The request »
For each statement below, say whether it agrees with the passage on making a difference, answering yes or no and quoting the exact words of the passage that decide it: (a) The series has ten parts. (b) Parts 3 to 9 cover two things that give the writer hope. (c) A person's version of the story first comes from their family and the dominant culture they grew up in.

Excerpted text »
(begin)

Everywhere we look there are so many crisis’s, such staggering challenges, a lot of the time we’re flat-out exhausted, lonely, unsupported, and …
… it feels like nothing we do makes any difference.

Where do we start?
Maybe as you’ve become more aware of the many issues we face collectively, you’ve had a similar experience to mine: going from mildly concerned to deeply alarmed, and then, due to sheer overwhelm, subsiding back into an uneasy state of, “I’ll do what I can, and when I don't know what to do, I’ll try not to think about it.”
Is there anything an individual like you or I can do to make a difference?
Where do we even start?
Where should we focus our efforts (assuming we have any spare time and energy to focus with)?
And is it selfish or wrong to want to live a meaningful, satisfying life personally, when so much is going on in the world around us?
Is working to raise a family, to get off the consumption treadmill, and to make some small difference in our own little sphere of influence, enough?
This 10-Part series of articles came out of my search for answers to these questions. In it, I’ll share:
- two things that give me hope (in Parts 1 and 2),
- distinctions and strategies for making more of a difference in your own personal life (Parts 3 to 9),
- and why I think that taking care of your own “small” stuff, is a viable way of also doing your part to take care of our Earth (Part 10).
Let’s get started.
There is only one place to begin
Regardless of what type and size of challenge we face, I only know of one starting point for tackling it.
That one starting point is myself, or in your case, yourself.
This is good news—hopeful news—because it means we get to start with the only thing we have full control over: our own way of being in the world.
It’s also bad news – it means we don’t get to keep blaming those greedy corporations, ineffective governments, the consumers who just don’t get it, or our own difficult circumstances.

The story we live in
We live, whether we are aware of it or not, according to a story.2
Your story includes things like your identity, who you are; what kind of life you deserve to live; how the world around you works, and how you interact with it.
Our individual stories and our collective story include all kinds of assumptions and social agreements that we rarely examine.
Your version of the story was handed to you, initially, by your family and the dominant culture you were raised in. As you progressed through adolescence, you began to know the story well, and to either make it your own or to search for something different.
Now, as an adult, you have either settled into the story you were given, you are still searching, or you have chosen to live a different story.
Because the thing about this story of you and your world is that it’s only one of many possible stories you could choose to live.
As I’ll try to illustrate in this Series, your story about who you are and what kind of world you live in—your way of being in the world and interacting with it—is your point of power for making a difference.
If you knew you could choose
In a story that says the world is hostile and more for you is less for me, it makes sense to use resources up before someone else does rather than steward them for future generations.
In a story that says that more for you is less for me, it makes sense to use resources up before someone else does.

(end)

Provided records »
(begin)

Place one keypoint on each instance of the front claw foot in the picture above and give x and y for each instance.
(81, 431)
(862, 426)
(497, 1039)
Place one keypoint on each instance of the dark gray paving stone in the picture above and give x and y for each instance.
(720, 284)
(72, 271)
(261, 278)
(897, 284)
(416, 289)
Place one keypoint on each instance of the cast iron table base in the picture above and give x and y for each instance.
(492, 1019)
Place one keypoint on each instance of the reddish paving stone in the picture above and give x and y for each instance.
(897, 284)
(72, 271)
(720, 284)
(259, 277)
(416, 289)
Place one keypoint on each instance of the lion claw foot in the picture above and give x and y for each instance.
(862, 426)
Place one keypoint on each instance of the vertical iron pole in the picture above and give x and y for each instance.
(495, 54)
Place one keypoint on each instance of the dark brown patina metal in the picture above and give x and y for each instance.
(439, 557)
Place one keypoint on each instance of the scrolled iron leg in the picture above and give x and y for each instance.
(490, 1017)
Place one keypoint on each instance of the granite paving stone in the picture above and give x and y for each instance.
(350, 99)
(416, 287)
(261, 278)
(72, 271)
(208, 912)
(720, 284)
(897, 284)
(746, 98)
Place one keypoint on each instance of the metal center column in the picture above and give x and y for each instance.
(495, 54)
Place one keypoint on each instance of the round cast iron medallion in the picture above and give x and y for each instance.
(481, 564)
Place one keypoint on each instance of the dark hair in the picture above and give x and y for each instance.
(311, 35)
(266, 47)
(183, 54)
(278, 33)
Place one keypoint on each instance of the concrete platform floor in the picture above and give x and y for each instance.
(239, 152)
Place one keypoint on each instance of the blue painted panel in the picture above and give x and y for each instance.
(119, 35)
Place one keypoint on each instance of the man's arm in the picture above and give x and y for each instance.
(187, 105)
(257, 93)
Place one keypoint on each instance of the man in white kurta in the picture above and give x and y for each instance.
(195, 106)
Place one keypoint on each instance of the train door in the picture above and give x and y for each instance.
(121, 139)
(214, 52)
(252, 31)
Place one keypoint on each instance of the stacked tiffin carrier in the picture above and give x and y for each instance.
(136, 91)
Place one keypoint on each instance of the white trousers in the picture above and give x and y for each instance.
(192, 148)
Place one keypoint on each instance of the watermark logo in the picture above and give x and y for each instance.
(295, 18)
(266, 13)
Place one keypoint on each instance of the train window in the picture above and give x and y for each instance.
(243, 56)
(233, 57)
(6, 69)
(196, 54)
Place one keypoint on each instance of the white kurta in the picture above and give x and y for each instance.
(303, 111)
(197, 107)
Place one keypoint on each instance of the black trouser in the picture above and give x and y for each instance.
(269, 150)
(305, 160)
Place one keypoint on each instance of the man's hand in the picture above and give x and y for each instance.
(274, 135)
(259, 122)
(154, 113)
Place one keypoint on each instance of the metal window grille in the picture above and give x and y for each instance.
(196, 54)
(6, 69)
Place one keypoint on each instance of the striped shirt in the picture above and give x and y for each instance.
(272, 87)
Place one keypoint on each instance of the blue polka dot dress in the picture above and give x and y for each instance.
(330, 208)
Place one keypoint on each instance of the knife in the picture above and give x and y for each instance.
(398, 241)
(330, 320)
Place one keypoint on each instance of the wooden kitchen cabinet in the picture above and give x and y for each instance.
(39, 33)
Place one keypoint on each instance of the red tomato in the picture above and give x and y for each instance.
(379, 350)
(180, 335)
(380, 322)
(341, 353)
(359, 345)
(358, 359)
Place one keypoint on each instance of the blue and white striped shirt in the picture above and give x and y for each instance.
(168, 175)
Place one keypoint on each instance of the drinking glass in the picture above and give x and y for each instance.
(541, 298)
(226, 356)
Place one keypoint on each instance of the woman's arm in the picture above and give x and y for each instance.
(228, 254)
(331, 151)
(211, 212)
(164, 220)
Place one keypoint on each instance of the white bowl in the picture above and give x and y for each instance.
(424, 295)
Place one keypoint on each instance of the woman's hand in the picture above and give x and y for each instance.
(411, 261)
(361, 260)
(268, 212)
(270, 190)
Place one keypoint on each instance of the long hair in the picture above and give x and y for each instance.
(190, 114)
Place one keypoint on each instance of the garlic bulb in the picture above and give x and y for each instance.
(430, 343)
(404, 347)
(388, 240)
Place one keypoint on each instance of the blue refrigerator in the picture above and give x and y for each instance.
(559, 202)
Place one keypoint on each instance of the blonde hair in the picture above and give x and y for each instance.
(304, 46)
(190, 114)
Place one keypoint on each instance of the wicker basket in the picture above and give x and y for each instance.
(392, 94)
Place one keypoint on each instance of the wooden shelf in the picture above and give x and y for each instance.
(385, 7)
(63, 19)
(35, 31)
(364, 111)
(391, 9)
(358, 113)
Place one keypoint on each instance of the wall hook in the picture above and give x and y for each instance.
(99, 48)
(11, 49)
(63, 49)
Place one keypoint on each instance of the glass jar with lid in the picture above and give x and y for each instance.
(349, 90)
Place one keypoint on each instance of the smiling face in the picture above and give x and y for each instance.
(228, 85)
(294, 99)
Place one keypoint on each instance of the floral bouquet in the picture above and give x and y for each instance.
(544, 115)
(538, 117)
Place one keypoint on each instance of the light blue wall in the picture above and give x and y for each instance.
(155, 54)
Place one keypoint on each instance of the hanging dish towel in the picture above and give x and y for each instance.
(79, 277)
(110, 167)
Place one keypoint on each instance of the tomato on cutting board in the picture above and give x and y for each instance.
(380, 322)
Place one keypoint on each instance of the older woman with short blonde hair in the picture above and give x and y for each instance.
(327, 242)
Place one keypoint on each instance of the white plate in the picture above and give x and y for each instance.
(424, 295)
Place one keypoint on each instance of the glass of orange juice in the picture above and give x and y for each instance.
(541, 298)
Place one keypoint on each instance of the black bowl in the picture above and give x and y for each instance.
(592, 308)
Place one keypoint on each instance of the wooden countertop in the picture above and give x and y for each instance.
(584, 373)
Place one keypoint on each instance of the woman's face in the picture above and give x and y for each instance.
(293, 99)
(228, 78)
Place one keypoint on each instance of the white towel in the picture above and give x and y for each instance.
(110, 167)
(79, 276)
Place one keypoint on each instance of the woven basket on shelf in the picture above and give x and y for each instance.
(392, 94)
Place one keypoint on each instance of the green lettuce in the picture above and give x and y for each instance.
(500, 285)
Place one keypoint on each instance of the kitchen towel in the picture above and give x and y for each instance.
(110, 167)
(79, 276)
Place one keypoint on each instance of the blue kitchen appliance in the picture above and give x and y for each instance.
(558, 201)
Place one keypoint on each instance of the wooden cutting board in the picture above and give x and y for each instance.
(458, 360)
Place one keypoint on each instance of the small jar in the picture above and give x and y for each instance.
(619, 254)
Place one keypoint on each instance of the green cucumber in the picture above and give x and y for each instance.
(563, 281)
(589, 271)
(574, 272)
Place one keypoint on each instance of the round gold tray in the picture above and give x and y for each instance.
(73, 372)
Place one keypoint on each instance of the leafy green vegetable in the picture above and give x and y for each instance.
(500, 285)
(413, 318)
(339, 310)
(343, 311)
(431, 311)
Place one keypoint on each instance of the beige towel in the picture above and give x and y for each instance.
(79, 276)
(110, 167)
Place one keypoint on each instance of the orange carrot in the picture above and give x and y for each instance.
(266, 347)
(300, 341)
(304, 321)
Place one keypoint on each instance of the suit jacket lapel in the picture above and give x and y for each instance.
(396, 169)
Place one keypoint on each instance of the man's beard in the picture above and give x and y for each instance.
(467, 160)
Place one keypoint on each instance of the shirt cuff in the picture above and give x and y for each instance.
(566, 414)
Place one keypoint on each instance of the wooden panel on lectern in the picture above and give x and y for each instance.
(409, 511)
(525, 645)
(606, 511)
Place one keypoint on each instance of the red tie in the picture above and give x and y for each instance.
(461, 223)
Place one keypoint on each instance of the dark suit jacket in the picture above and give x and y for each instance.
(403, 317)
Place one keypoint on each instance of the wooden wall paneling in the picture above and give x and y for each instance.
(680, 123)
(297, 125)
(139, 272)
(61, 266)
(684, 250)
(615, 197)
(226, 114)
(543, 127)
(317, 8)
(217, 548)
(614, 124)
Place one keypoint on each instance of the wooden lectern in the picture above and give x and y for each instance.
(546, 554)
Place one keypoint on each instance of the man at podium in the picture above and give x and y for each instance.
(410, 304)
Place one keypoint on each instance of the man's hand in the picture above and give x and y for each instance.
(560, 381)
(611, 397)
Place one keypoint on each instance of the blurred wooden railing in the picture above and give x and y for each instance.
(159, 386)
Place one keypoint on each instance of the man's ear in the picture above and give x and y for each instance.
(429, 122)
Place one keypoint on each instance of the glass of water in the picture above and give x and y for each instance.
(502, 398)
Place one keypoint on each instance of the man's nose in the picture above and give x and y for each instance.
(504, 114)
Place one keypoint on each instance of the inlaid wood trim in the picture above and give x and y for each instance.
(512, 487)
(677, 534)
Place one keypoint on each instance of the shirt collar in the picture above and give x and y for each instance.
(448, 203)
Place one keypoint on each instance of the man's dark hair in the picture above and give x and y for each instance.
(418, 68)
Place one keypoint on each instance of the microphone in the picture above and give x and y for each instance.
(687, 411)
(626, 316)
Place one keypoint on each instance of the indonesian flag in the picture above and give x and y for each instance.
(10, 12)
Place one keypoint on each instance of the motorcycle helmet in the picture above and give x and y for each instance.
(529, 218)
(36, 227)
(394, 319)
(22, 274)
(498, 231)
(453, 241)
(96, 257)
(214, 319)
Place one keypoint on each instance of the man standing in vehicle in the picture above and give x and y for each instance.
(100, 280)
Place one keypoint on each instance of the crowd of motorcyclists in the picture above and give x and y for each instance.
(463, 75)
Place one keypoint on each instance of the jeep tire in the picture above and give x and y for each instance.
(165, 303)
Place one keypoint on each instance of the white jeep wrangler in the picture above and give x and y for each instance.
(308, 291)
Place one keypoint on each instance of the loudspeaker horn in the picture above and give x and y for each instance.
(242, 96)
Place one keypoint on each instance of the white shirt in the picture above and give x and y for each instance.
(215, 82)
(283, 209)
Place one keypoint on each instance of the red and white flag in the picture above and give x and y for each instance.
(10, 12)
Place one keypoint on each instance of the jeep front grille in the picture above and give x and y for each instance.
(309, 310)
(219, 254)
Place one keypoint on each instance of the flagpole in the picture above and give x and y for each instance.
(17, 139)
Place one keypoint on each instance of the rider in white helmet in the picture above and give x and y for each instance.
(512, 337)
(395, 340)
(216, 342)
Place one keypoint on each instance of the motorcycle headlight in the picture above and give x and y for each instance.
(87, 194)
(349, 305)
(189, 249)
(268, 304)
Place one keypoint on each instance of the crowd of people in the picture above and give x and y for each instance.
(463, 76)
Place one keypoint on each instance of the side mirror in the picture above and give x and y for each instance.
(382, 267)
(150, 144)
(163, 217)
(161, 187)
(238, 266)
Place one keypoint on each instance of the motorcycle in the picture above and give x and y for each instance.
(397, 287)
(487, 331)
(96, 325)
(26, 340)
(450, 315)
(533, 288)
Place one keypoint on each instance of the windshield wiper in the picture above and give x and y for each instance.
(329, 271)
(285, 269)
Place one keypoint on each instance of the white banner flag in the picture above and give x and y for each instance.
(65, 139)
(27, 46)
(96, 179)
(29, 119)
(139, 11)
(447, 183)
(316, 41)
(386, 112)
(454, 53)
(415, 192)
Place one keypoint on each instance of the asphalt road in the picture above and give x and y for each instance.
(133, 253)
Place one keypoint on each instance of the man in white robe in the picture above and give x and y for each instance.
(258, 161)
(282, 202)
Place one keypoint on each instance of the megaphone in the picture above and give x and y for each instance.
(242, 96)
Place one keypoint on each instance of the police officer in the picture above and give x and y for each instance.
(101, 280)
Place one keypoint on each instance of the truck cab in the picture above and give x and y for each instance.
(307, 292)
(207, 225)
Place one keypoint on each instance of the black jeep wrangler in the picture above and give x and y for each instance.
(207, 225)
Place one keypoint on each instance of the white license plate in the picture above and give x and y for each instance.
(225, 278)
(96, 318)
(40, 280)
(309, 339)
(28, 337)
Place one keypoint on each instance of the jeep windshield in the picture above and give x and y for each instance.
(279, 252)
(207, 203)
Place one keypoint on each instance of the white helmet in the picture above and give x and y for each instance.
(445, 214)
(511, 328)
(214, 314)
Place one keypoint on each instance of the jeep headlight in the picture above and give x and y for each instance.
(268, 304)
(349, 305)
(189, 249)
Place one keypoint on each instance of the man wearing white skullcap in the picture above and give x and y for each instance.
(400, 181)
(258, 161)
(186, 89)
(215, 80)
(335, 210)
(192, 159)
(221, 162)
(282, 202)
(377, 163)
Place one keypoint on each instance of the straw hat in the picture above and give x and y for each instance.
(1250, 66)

(end)

Right answer »
(a) Yes: "This 10-Part series of articles"
(b) No: "two things that give me hope (in Parts 1 and 2)"
(c) Yes: "Your version of the story was handed to you, initially, by your family and the dominant culture you were raised in."